■ YOUR OBJECTIVE ■
How many of the lines below contain the string "sprig"? Case matters, and the answer should be only the number.

■ GIVEN RECORDS ■
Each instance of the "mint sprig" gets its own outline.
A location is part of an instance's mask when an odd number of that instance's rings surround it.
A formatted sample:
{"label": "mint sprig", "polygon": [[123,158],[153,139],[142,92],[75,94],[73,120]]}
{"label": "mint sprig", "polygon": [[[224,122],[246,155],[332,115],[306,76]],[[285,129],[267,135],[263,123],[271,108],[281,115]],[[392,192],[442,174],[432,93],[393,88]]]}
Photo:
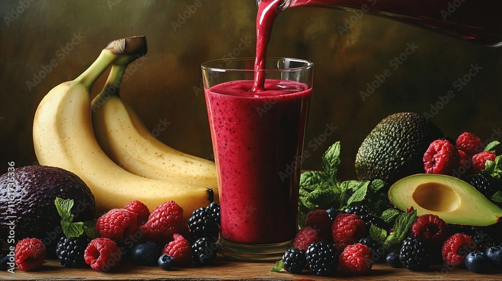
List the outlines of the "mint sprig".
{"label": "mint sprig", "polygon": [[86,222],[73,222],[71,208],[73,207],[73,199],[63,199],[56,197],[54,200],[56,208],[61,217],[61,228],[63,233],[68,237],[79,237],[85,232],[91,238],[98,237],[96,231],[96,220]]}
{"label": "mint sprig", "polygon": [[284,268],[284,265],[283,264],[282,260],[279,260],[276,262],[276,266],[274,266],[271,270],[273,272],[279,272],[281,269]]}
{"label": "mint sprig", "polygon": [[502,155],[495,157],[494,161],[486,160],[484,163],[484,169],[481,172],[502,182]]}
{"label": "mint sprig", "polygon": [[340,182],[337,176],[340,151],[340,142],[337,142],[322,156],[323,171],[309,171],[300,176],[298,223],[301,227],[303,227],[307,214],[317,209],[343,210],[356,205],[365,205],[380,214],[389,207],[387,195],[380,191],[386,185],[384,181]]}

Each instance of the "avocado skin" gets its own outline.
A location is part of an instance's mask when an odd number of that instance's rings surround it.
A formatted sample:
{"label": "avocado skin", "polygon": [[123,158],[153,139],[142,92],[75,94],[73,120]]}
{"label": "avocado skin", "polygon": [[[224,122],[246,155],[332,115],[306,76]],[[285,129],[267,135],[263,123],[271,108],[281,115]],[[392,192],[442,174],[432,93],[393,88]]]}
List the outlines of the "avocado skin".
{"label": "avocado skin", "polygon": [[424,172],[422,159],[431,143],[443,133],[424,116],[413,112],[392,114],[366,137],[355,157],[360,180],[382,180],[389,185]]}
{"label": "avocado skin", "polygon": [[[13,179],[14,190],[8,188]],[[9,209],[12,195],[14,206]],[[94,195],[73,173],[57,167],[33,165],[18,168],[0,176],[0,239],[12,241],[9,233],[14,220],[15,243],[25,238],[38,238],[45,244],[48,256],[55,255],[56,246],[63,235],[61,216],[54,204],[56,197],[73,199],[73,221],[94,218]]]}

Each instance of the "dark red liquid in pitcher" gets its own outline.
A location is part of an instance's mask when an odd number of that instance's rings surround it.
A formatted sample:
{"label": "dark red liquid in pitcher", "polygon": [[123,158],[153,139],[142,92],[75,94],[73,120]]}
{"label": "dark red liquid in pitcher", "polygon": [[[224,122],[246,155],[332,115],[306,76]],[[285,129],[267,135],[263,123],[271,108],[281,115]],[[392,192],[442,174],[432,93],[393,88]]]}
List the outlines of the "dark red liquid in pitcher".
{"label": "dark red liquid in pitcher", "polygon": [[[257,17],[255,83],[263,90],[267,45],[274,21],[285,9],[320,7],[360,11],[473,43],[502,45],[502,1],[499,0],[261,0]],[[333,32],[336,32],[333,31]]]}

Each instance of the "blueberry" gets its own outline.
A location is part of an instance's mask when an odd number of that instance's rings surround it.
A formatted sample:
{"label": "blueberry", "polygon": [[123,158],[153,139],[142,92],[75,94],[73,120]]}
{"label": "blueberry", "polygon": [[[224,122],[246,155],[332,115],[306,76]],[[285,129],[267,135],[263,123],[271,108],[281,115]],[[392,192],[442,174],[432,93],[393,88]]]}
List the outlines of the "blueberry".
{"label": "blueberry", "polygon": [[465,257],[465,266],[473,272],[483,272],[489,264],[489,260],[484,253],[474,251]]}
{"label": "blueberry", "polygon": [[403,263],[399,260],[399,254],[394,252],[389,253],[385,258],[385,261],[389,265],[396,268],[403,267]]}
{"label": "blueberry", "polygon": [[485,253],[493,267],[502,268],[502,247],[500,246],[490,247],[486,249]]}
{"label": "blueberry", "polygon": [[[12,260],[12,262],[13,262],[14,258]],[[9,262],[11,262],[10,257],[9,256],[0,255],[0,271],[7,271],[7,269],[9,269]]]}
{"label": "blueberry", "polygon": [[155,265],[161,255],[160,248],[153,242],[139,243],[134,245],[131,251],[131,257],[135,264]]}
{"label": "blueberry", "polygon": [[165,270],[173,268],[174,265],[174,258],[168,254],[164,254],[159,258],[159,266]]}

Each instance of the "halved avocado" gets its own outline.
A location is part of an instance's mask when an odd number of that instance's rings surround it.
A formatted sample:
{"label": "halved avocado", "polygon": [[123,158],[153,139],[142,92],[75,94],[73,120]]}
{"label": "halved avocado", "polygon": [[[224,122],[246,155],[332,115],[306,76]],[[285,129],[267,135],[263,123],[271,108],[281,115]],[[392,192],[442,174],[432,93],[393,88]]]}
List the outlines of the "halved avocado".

■ SOLUTION FOR THIS EXERCISE ■
8